#### Tasks for this exercise:
1. In the passage on Rohingya refugees, how many Muslims have been living in camps in Rakhine since the 2012 bloodshed?
2. From the passage on Rohingya refugees, write out the part starting with "More than a" and going on through "lack of one.", substituting "troops" for "soldiers".

#### Passage provided:
※ ※ ※

Dozens of refugees told Reuters they want to return to the homes they left. Many expressed the fear that the new settlements are part of a government plan to control their movements and will become de-facto internment camps.
There is a precedent: Close to 130,000 Muslims have been living in camps in Rakhine since a bout of communal bloodshed in 2012. Their homes were burned down by their Buddhist neighbors and some 200 people were killed, most of them Rohingya.
The government has pledged to close the camps, but most remain open. The Rohingya refer to them as “open-air prisons.” Residents are barred from leaving, conditions are squalid, and inhabitants have limited access to education and healthcare.
Christopher Sidoti, a member of the United Nations fact-finding mission on Myanmar, said the fears expressed by the refugees were “entirely reasonable.”
“The Rohingya still in Myanmar are living in isolated camps or urban or village ghettos, are unable to move, are cut off from their livelihoods, have no health services and inadequate, if any, access to schooling for their kids,” said Sidoti.
A major obstacle to the return of the Rohingya is Myanmar’s requirement that the refugees accept National Verification Cards, a residency document that conveys a status short of citizenship. The Rohingya vehemently oppose the card, known as the NVC. They say the credentials brand them as new arrivals undeserving of citizenship, despite being born in Myanmar.
In the five decades the generals ruled Myanmar, they increasingly tied citizenship to ethnicity and race. Today, Suu Kyi’s government adheres to a list of 135 “national races”--a legacy of the junta period--in determining who counts as a citizen. The Rohingya aren’t on the list.
More than a dozen recent arrivals at the refugee camps in Cox’s Bazar, Bangladesh, said the official pressure to accept the identity cards was why they ultimately fled. They gave accounts of being beaten by soldiers and border police for refusing to accept the cards, and being blocked from traveling for lack of one.
These restrictions and a nightly curfew mean many Rohingya can’t reach the fields they till or the markets where they buy food. Four refugees who arrived in Bangladesh in recent months said they had resorted to begging for food before they left. Five Rohingya men said they performed forced labor for the military.
Mohammed Rafiq, 20, who arrived in the camps in September, said he was forced to work at the barracks of Light Infantry Battalion 565 in Buthidaung township. He dug holes, cleaned the compound and cut the grass.
“If anyone slacked in their work, the soldiers would aim their guns and threaten them,” he said. “I thought we could survive there, and things would improve. But I couldn’t keep doing forced labor. So I came here.”
In the camps, many of the Rohingya still dream of going back.
Noor Islam hopes, for his children’s sake, that they will ultimately return to their homes in Myanmar. “We want to go back for our children,” he said. “Our children have lost their future.”

※ ※ ※

#### Entries shown:

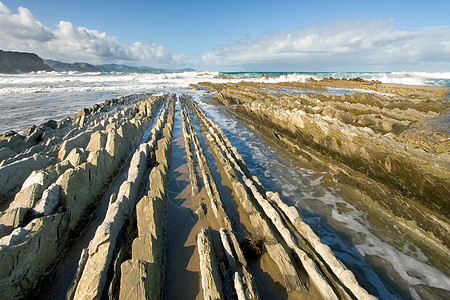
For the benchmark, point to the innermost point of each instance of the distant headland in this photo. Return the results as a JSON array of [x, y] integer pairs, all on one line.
[[22, 62]]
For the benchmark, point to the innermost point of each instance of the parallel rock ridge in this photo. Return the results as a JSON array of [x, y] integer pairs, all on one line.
[[51, 181], [390, 141], [244, 239]]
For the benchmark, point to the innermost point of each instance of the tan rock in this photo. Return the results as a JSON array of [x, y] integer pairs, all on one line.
[[77, 156], [25, 262], [133, 282], [12, 219], [210, 278]]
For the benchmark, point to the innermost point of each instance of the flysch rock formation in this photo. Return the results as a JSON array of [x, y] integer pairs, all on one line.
[[51, 181], [235, 239], [390, 141]]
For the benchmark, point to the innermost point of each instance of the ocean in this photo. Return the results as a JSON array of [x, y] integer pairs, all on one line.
[[386, 260], [27, 99]]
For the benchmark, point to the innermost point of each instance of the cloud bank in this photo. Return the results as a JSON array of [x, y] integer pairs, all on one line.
[[345, 46], [23, 32]]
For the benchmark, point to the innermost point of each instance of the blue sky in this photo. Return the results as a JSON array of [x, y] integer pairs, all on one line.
[[234, 35]]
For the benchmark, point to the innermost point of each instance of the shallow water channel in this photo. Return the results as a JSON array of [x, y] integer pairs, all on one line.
[[387, 259]]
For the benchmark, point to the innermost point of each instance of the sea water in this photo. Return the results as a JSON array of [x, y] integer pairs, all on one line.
[[348, 229], [27, 99]]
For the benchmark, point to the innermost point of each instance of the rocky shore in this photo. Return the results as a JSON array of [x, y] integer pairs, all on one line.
[[185, 218], [391, 141]]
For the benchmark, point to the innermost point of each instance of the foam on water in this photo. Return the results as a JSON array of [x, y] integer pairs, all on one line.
[[321, 206]]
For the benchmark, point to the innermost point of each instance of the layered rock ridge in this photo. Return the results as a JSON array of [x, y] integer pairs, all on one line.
[[54, 176], [390, 141]]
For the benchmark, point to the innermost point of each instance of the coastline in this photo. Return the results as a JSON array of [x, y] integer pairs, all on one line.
[[228, 192]]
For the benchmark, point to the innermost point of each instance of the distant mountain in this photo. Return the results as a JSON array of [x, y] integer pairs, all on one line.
[[85, 67], [21, 62]]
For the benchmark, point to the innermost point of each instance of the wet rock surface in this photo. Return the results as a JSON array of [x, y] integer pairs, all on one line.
[[400, 139], [184, 216]]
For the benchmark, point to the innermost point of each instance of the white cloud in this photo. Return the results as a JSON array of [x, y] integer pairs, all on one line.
[[22, 32], [341, 46]]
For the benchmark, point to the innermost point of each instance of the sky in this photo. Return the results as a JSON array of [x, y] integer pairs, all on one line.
[[245, 35]]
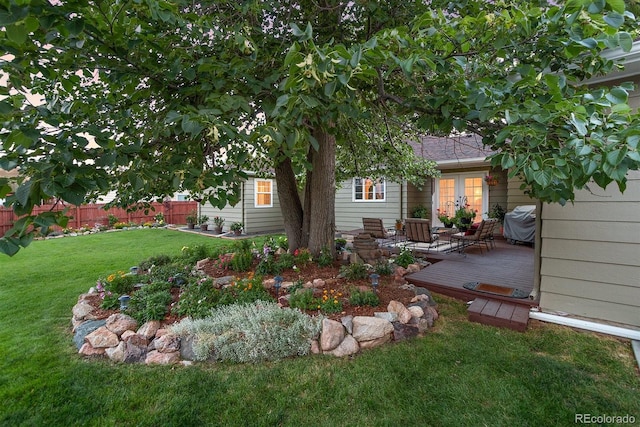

※ ※ ※

#### Expected answers:
1. Close to 130,000.

2.
More than a dozen recent arrivals at the refugee camps in Cox’s Bazar, Bangladesh, said the official pressure to accept the identity cards was why they ultimately fled. They gave accounts of being beaten by troops and border police for refusing to accept the cards, and being blocked from traveling for lack of one.